• [Задание 1]
Перепишите слово в слово всю статью ниже, о моральных фреймах политических идеологий.

• [Статья]
..........

Моральные фреймы политических идеологий
Шрифт:
Однако человек как моральное существо не только должен делать намного больше, чем делает специалист по этике, – к примеру, поступать согласно своей этике. Даже самый выдающийся этик должен часто исполнять моральные обязанности, относительно которых у него еще нет разработанной этической теории, да, возможно, никогда и не будет. Правда, из рационалистического понимания этики вытекает, что все наши моральные обязанности, в принципе, можно систематизировать в рамках определенной этики. Но принципиальная возможность рациональной реконструируемости морали не означает, что эта мораль уже сейчас полностью реконструирована или что эта реконструкция будет завершена в исторически обозримом будущем. Именно поэтому первым шагом этика будет набросок «врйменной» этики, если в модифицированном виде воспользоваться известным термином Декарта 42 . Отказ удовлетвориться – хотя бы предварительно – временной этикой и продолжать думать о ней в ходе своей практической работы является аморальным, вопреки своему пафосу. Ведь этот отказ вытесняет то временное и конечное, что является нашим уделом и внутри чего разыгрываются все наши действия 43 . Сама этика предписывает уравновешивать требования этики и требования действия; и в большинстве случаев (хотя и не всегда) оправдана та усмешка, которую у зрелого по ответственным делам практика вызывает профессор по этике, который сам ничего не сделал, зато желает объяснить практику, как делать надо. Поскольку действие предполагает прерывание объективирующей установки, которая возможна исключительно по отношению к прошлым действиям, постольку можно без обиняков сказать, что последний смысл этической рефлексии состоит в отключении (правда, всегда лишь временном) ее самой 44 .

..........

• [Исходный список]

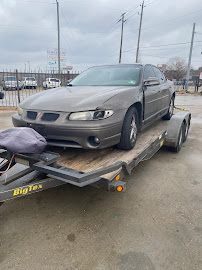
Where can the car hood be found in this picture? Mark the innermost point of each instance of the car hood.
(71, 99)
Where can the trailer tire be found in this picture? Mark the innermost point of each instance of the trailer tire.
(180, 139)
(170, 109)
(186, 130)
(129, 130)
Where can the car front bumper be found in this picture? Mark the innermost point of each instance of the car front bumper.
(77, 134)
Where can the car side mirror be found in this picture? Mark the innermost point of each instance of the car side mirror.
(68, 81)
(151, 81)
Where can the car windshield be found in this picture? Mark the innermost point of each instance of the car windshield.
(110, 76)
(10, 78)
(30, 79)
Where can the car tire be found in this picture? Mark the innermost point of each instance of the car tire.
(186, 130)
(129, 130)
(170, 109)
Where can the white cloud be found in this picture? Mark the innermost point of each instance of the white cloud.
(29, 27)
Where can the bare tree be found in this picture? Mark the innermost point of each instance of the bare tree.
(176, 68)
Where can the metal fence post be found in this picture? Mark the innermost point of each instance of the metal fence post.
(18, 86)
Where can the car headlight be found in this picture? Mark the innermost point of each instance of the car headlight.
(20, 111)
(90, 115)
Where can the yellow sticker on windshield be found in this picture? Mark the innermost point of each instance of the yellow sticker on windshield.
(133, 82)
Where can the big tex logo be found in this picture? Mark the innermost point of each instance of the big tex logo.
(24, 191)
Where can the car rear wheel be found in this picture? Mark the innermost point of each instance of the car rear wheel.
(170, 109)
(129, 130)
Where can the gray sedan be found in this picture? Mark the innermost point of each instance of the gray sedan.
(103, 106)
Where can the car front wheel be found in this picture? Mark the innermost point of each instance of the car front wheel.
(129, 130)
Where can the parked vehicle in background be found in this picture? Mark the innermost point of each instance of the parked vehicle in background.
(51, 83)
(10, 83)
(103, 106)
(29, 82)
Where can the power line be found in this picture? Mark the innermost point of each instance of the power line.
(173, 19)
(154, 46)
(101, 35)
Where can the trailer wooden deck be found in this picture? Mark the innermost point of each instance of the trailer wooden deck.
(90, 160)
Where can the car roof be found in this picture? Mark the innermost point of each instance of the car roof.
(116, 65)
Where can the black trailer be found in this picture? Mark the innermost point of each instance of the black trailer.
(29, 173)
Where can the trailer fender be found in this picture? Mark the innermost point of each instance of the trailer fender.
(174, 127)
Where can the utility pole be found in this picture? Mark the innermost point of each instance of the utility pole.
(138, 42)
(58, 23)
(190, 55)
(122, 20)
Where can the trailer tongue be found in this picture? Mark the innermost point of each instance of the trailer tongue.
(105, 169)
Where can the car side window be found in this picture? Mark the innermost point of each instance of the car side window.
(148, 72)
(159, 74)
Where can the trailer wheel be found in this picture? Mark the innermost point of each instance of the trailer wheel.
(186, 130)
(129, 130)
(170, 109)
(180, 140)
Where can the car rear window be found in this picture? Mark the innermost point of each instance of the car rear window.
(10, 78)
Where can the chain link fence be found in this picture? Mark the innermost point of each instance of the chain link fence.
(16, 86)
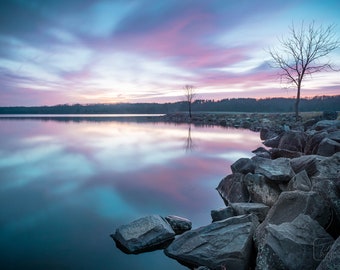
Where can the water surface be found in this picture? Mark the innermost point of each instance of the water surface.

..........

• [Задание 2]
Повторите все строки списка выше подряд, без пропусков, начиная со строки с «Where can the car rear window» и до конца списка включительно. Координаты точек умножьте на 1,35 и округлите до целых, половины вверх, а картинки в ответ не включайте.

• [Итоговый результат 1]
Моральные фреймы политических идеологий
Шрифт:
Однако человек как моральное существо не только должен делать намного больше, чем делает специалист по этике, – к примеру, поступать согласно своей этике. Даже самый выдающийся этик должен часто исполнять моральные обязанности, относительно которых у него еще нет разработанной этической теории, да, возможно, никогда и не будет. Правда, из рационалистического понимания этики вытекает, что все наши моральные обязанности, в принципе, можно систематизировать в рамках определенной этики. Но принципиальная возможность рациональной реконструируемости морали не означает, что эта мораль уже сейчас полностью реконструирована или что эта реконструкция будет завершена в исторически обозримом будущем. Именно поэтому первым шагом этика будет набросок «врйменной» этики, если в модифицированном виде воспользоваться известным термином Декарта 42 . Отказ удовлетвориться – хотя бы предварительно – временной этикой и продолжать думать о ней в ходе своей практической работы является аморальным, вопреки своему пафосу. Ведь этот отказ вытесняет то временное и конечное, что является нашим уделом и внутри чего разыгрываются все наши действия 43 . Сама этика предписывает уравновешивать требования этики и требования действия; и в большинстве случаев (хотя и не всегда) оправдана та усмешка, которую у зрелого по ответственным делам практика вызывает профессор по этике, который сам ничего не сделал, зато желает объяснить практику, как делать надо. Поскольку действие предполагает прерывание объективирующей установки, которая возможна исключительно по отношению к прошлым действиям, постольку можно без обиняков сказать, что последний смысл этической рефлексии состоит в отключении (правда, всегда лишь временном) ее самой 44 .

• [Итоговый результат 2]
Where can the car rear window be found in this picture? Mark the innermost point of each instance of the car rear window.
(14, 105)
Where can the chain link fence be found in this picture? Mark the innermost point of each instance of the chain link fence.
(22, 116)
Where can the water surface be found in this picture? Mark the innermost point of each instance of the water surface.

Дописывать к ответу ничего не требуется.